* **Supplied passage**
↓
Raise your hand if you have ever had to say “That is not what I meant to send!” after finishing up an email.
Email is a great tool that eliminates a lot of normal barriers to communication, such as interruption, appearance, volume, body language, and tone. For all the good it brings, the fact is, email is one of the most difficult forms of communication because you can’t tell tone or body language—that is, some of those barriers actually help us, and communicating without them can be hard.
In a professional setting, email has become the cornerstone of communication. Now we communicate more often, across multiple digital channels, with more people than any other point in our lifetime, and that means we have even more opportunities to miscommunicate—especially without the help of body language or tone of voice. So to help navigate this terrain, here are some dos and don’ts for effective email communication.
Do: Write well-defined subject lines
We all receive a flood of emails rushing into our inbox every day, and let’s face it—usually it’s just a mess. From old subscriptions that we need to cancel to urgent emails, it can get out of control quickly, and you might even miss something important. A clear and descriptive subject line can differentiate your email from the pack and make you stand out to your reader. This happens to both internal company communication and messages sent out to your clients or vendors.
For example, if you’re sending a proposal to a client, be specific and write, “[Project Name] Proposal Is Attached.” Communicating to the recipient what the email contains from the outset will ensure clarity from the moment they receive it.
Do: Know your audience
Before you compose your email, take a step back and be mindful of the audience that you are addressing. Is this a prospective client? Is this a fellow co-worker? Is this a future employer? “Yo” isn’t always the best salutation in an email to a professional, whether it’s a client or your boss. Format your message from top to bottom to match the appropriate audience. This will help you to be clear in your messaging and represent your best self. This might seem like common sense to many but as Voltaire has written, “Common sense is not so common.”
Bonus tip: If you want to leave a simple thank you to a single person in an email chain, you don’t need to click “reply all” and copy the other 10 people. This can become counter-productive and bog down other inboxes. Nobody else needs to know how polite you are.
↑
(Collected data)
↓
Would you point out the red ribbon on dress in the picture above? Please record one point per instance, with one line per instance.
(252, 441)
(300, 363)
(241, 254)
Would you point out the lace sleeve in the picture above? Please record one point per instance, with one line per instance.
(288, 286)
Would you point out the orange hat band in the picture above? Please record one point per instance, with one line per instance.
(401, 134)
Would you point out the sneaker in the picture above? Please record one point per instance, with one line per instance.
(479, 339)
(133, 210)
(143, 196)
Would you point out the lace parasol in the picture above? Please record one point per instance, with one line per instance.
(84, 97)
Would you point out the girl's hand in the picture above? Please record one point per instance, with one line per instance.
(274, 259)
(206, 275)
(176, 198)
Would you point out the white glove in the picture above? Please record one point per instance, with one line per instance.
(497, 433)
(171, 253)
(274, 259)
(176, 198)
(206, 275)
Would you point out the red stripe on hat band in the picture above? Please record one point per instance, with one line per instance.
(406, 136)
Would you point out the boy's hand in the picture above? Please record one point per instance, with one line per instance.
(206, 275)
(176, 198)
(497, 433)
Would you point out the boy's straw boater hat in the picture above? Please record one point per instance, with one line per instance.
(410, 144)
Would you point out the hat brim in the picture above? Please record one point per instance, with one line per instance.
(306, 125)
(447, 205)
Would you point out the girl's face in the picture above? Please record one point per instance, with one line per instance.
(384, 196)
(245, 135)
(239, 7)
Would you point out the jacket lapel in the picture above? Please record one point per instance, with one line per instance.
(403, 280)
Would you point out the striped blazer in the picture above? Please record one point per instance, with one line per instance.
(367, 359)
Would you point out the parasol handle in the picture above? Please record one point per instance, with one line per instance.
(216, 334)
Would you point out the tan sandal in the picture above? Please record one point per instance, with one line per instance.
↑
* **Exercise task A**
From the email tips, set down the stretch from "Bonus tip: If" through "polite you are.", word for word.
* **Exercise task B**
What subject line do the email tips suggest when sending a proposal to a client?

* **Answer A**
Bonus tip: If you want to leave a simple thank you to a single person in an email chain, you don’t need to click “reply all” and copy the other 10 people. This can become counter-productive and bog down other inboxes. Nobody else needs to know how polite you are.

* **Answer B**
“[Project Name] Proposal Is Attached.”